Quote, word for word, every line starting at the line that contains "Place one point on every instance of the concrete" and ending with the last line of the records; include both of these lines and no others.

--- Start ---

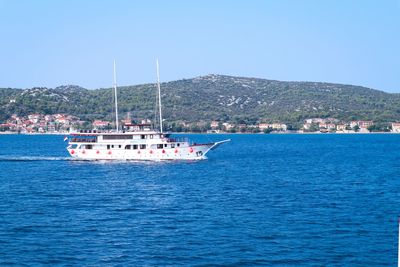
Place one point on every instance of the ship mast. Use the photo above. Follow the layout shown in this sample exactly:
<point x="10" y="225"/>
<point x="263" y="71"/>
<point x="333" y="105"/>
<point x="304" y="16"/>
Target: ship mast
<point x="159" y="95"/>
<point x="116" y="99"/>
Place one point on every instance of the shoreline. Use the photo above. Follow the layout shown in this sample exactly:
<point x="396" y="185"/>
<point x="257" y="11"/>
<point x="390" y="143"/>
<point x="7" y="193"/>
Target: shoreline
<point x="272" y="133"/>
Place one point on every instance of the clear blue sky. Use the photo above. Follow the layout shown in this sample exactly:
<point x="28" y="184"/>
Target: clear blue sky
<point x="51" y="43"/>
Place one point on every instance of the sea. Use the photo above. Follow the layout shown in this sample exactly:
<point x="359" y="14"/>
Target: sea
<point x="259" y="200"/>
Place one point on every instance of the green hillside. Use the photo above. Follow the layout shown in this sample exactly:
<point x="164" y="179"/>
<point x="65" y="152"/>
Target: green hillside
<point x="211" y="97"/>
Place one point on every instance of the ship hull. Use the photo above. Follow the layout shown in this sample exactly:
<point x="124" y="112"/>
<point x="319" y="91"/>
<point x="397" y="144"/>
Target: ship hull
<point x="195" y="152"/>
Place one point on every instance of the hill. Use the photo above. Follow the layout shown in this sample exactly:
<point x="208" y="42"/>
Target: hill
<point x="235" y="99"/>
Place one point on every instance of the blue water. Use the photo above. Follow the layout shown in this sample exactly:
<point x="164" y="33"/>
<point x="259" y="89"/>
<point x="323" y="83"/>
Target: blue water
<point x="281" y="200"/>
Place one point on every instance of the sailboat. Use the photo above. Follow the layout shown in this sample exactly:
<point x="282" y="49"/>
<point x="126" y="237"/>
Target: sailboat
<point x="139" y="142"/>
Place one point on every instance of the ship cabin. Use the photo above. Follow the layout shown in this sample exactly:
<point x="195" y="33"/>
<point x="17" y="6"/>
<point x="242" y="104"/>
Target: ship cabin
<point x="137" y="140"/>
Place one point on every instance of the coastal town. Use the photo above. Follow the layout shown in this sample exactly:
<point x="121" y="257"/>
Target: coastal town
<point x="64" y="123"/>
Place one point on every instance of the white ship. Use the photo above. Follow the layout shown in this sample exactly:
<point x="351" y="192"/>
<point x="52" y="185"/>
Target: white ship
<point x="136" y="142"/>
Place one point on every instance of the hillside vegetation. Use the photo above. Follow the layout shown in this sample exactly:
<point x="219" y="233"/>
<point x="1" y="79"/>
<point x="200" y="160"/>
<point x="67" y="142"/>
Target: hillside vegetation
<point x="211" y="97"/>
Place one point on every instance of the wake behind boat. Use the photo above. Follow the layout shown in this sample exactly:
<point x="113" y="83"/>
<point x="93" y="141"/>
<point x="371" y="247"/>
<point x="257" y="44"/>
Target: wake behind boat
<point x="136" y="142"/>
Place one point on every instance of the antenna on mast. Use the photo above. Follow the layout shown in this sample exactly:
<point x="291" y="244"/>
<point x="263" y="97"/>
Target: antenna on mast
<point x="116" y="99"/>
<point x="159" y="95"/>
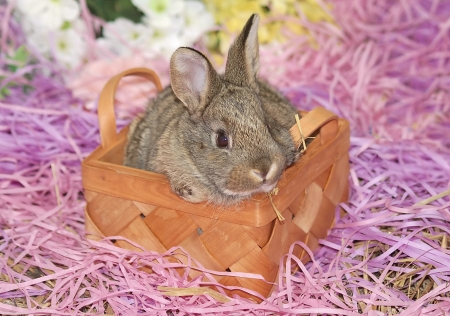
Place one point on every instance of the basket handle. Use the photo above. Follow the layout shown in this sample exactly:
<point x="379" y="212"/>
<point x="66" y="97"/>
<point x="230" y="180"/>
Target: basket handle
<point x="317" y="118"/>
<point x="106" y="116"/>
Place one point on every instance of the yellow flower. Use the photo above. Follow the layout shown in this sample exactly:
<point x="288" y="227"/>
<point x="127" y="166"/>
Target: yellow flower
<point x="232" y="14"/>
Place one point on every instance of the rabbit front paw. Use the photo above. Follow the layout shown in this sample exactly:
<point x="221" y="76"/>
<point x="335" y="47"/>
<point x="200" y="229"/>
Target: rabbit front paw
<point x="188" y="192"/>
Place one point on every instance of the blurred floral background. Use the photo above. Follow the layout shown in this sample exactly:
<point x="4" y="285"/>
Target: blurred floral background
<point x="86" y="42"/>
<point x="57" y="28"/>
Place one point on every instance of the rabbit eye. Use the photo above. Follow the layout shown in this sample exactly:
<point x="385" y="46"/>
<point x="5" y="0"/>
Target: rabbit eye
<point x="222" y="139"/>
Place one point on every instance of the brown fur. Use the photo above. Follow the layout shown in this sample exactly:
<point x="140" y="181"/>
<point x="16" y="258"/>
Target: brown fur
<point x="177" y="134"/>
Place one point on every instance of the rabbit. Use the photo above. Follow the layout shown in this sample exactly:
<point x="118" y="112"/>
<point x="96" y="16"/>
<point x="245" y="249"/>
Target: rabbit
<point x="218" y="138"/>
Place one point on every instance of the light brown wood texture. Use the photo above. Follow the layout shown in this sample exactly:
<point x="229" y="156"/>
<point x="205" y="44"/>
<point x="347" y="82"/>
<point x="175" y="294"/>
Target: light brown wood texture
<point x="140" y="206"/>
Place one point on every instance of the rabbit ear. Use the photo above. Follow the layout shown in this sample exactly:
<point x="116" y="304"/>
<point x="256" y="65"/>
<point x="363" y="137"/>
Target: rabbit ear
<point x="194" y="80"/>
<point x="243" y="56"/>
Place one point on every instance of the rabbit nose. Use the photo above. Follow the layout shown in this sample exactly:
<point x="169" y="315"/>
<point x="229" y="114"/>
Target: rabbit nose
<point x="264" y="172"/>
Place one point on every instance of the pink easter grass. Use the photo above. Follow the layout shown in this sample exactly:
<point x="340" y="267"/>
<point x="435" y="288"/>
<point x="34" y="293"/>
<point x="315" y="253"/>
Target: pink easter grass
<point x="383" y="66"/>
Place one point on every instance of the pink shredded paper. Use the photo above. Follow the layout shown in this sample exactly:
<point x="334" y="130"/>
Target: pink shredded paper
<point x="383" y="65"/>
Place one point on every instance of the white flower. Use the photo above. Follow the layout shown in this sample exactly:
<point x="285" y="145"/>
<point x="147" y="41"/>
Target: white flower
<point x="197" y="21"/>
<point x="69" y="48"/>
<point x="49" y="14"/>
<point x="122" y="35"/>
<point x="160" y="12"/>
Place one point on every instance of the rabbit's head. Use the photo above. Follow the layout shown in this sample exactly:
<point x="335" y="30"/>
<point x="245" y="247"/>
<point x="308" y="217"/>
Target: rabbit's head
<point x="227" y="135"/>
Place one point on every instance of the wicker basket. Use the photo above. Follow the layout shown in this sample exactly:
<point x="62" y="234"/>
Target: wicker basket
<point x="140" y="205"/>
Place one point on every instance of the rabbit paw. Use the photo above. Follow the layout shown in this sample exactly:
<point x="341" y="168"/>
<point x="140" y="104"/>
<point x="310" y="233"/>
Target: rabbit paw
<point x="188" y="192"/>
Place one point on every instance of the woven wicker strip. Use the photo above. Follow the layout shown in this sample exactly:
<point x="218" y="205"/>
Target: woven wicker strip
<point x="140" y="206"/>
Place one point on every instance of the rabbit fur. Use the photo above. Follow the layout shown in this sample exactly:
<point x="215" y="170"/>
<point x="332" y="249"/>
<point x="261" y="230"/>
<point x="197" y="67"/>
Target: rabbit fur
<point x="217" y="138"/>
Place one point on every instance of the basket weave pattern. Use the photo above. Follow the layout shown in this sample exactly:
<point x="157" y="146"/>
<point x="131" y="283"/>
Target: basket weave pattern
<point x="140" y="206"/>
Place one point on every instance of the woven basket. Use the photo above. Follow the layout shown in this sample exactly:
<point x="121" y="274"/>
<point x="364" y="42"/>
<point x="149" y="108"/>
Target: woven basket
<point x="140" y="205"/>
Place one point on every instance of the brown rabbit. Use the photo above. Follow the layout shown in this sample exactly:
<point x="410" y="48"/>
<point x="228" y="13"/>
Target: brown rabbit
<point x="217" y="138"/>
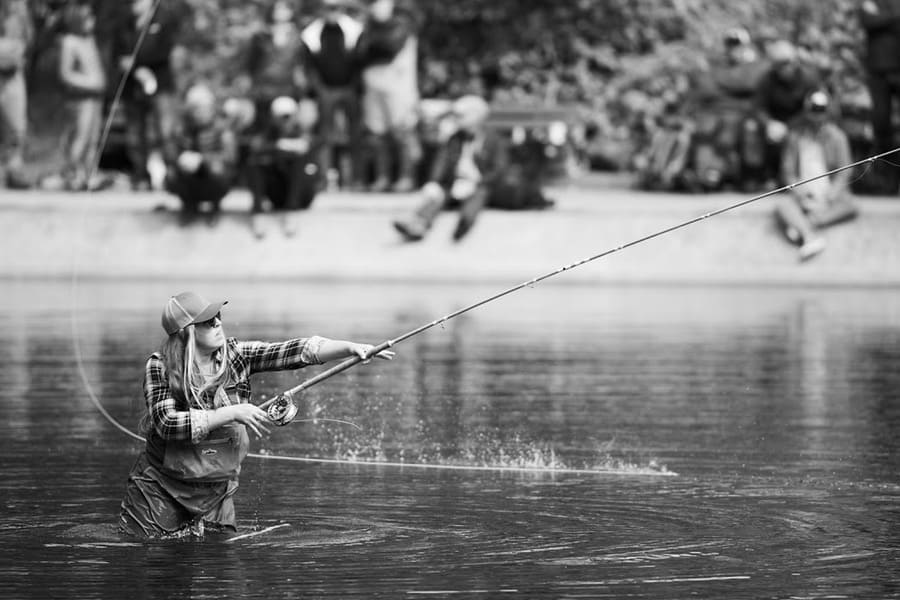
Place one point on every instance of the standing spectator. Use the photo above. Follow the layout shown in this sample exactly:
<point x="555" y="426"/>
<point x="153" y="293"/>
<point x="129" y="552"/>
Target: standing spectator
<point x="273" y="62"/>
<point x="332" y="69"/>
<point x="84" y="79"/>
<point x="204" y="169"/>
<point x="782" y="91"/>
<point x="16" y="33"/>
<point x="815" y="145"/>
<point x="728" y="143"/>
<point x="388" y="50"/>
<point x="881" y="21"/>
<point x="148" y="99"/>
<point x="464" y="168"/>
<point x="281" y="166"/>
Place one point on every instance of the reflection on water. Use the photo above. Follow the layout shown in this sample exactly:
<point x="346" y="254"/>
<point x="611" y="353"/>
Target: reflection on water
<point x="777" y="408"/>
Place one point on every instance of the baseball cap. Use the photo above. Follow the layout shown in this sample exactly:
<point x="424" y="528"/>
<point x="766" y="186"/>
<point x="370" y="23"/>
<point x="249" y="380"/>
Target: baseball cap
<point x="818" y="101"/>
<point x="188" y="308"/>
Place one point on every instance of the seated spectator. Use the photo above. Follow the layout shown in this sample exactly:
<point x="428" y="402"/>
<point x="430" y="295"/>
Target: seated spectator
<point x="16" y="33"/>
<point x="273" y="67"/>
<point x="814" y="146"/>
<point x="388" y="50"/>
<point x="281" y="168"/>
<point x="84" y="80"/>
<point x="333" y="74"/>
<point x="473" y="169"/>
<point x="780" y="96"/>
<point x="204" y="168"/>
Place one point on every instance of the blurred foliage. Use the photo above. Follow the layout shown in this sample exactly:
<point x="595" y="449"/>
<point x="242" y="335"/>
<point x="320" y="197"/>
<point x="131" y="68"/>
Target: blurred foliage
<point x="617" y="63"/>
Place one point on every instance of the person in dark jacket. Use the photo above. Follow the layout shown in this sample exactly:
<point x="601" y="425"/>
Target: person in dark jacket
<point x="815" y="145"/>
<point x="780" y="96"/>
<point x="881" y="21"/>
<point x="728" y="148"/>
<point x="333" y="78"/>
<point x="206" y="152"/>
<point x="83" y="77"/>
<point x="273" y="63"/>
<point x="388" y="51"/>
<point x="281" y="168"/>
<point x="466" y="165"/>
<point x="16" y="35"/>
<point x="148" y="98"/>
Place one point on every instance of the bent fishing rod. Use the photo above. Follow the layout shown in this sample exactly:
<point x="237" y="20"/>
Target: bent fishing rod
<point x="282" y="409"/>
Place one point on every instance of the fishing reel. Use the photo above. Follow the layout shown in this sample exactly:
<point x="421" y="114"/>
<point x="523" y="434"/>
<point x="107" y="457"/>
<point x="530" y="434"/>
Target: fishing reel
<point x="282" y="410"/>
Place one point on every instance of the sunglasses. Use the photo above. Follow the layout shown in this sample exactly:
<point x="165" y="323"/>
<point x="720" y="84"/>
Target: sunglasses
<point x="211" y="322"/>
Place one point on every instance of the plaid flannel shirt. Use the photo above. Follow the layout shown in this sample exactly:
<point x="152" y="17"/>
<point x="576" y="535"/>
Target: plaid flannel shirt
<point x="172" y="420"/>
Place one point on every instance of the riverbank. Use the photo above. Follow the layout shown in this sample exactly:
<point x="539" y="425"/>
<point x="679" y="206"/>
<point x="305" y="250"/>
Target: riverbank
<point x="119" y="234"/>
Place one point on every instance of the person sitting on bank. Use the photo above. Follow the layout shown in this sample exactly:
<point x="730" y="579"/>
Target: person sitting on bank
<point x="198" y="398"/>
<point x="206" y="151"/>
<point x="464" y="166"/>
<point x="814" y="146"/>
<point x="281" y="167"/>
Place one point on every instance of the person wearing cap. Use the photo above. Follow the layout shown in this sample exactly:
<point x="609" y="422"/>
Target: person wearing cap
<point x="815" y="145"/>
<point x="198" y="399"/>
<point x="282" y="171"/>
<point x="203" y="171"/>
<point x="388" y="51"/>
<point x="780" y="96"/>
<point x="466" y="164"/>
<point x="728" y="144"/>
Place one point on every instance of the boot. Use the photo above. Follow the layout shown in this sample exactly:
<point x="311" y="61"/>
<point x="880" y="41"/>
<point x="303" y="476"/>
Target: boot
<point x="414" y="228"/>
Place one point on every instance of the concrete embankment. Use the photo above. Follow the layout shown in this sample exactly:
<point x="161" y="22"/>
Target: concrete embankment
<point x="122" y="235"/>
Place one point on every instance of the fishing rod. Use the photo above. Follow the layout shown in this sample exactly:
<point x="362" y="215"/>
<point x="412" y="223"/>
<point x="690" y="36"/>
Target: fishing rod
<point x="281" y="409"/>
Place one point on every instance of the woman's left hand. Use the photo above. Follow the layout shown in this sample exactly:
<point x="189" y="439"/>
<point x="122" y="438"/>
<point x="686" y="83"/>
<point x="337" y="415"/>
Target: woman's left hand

--- End ---

#### Exercise solution:
Place one point on every instance of the concrete embankment. Use the photo above. Follow the layout shown in this sample exactly:
<point x="161" y="22"/>
Target: concrete embankment
<point x="122" y="235"/>
Place one point on every instance of the fishing rod. Use the photo above. Follow the layout shown in this sample exactly:
<point x="362" y="215"/>
<point x="412" y="223"/>
<point x="690" y="36"/>
Target: fishing rod
<point x="281" y="409"/>
Place one point on every instance of the woman's left hand. Use the photo above. Follow the layout shown in this sample exactly:
<point x="189" y="439"/>
<point x="122" y="438"/>
<point x="686" y="83"/>
<point x="337" y="415"/>
Target: woman's left hand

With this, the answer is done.